Nothing in the records may be dropped. Retype them all exactly.

Data to use START

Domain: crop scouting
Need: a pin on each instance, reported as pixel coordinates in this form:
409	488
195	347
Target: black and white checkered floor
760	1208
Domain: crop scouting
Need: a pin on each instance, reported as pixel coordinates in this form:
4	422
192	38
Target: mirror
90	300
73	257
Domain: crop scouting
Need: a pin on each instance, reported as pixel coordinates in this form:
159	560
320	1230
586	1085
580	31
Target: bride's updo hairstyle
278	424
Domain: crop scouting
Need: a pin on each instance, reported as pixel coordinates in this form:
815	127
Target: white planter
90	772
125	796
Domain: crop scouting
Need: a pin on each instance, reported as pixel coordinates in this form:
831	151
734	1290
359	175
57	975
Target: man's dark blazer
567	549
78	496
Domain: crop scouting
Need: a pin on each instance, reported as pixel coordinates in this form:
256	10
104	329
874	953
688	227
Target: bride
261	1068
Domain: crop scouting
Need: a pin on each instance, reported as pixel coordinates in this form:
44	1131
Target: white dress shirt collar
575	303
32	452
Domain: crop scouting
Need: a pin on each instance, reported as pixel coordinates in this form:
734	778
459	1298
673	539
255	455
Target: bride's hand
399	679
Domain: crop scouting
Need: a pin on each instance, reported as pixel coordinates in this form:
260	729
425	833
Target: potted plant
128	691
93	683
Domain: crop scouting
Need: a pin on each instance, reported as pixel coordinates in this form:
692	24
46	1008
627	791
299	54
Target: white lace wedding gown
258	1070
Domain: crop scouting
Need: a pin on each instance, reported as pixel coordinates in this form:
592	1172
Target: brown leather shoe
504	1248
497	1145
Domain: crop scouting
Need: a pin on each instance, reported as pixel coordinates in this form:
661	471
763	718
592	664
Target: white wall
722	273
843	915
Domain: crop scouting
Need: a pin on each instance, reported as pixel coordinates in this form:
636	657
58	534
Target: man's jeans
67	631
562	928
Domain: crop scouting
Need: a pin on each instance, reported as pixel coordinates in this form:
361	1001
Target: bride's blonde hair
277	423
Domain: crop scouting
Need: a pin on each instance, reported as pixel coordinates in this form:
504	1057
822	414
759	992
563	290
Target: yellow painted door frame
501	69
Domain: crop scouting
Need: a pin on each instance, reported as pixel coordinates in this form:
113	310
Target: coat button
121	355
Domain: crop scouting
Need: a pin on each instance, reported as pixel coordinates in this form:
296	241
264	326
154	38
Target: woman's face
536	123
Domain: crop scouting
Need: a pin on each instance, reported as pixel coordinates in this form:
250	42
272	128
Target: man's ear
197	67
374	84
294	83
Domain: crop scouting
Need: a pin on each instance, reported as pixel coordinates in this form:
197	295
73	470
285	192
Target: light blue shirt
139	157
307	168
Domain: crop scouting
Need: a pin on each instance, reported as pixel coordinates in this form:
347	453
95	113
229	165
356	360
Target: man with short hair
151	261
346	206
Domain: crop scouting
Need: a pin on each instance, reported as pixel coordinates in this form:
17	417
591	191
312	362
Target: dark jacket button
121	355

Data to use END

- **Solution for this exercise**:
Domain: crop scouting
Need: a pin on each instance, reported as pixel coordinates in this form:
409	488
195	347
Target: black and white checkered floor
760	1208
Domain: crop scouting
Need: a pin on each instance, reported as pixel coordinates in this form:
4	422
192	38
Target: mirror
90	300
73	257
Domain: crop scouting
Need: a pin on each instance, reported as pixel coordinates in this form:
159	560
320	1230
586	1085
580	31
Target: bride's updo hairstyle
278	424
Domain: crop scouting
Need: a pin on each instance, reported as pixel coordinates in this form:
815	127
Target: white planter
90	772
125	796
Domain: crop scouting
Need: a pin on each instance, reported as pixel coordinates in this form:
831	151
734	1290
359	175
57	975
Target: man's dark blazer
567	549
78	496
Domain: crop scouting
Need: a pin on each instance, reported as pixel coordinates in this form:
256	10
104	329
874	953
688	227
Target: bride
261	1068
Domain: crop scouting
Need: a pin on each instance, reported as pixel coordinates in this form:
44	1131
Target: white dress shirt collar
575	303
32	452
Domain: crop scouting
Need: a pin on each instance, reported as pixel coordinates in this form:
734	778
459	1298
673	539
255	455
Target: bride's hand
399	679
Domain: crop scouting
Need: a pin on each instance, reported as pixel coordinates in this form:
260	729
425	833
Target: potted plant
128	691
93	683
Domain: crop scouting
Need: a pin on each instance, reported as pixel coordinates in this form:
692	24
46	1008
627	791
299	54
Target: white lace wedding gown
258	1070
Domain: crop scouting
Need: a pin on each instance, reported as pixel coordinates in this form:
592	1172
Target: brown leather shoe
504	1248
497	1145
Domain: crop scouting
Need: a pin on each instance, reported as pixel coordinates in this form:
661	471
763	718
592	664
Target: white wall
722	273
843	915
Domain: crop scouting
Need: a pin on each instance, reported as pixel coordinates in this form:
636	657
58	534
Target: man's jeans
67	631
562	928
Domain: crop scouting
Need: a pin on each instance, reported as pixel coordinates in this form:
361	1001
Target: bride's blonde hair
277	423
Domain: crop scouting
Need: a pin on each instance, reported as pixel coordinates in this form:
504	1057
822	414
759	992
563	290
Target: yellow painted door frame
501	69
Domain: crop scouting
Need: a pin on each instance, reported as pixel coordinates in this form:
113	310
Target: coat button
121	355
Domain: crop scouting
Need: a pin on each instance, reported as pixel coordinates in this form:
296	241
264	326
154	38
Target: woman's face
536	123
Domain: crop scouting
Need: a pin on each instance, reported as pixel coordinates in this form:
250	42
272	128
Target: man's ear
197	67
374	84
294	83
Domain: crop scouting
Need: a pin on each instance, reported as pixel coordinates in this form:
197	295
73	470
285	192
Target: light blue shirt
139	157
307	168
Domain: crop scouting
Need: a pin on each instance, reported as pixel coordinates in this form:
347	453
95	113
229	165
356	360
Target: man with short hair
151	261
346	206
Domain: crop scouting
Need: a pin on each instance, reported as pixel coordinates in this form:
17	417
591	191
312	362
Target: dark jacket button
121	355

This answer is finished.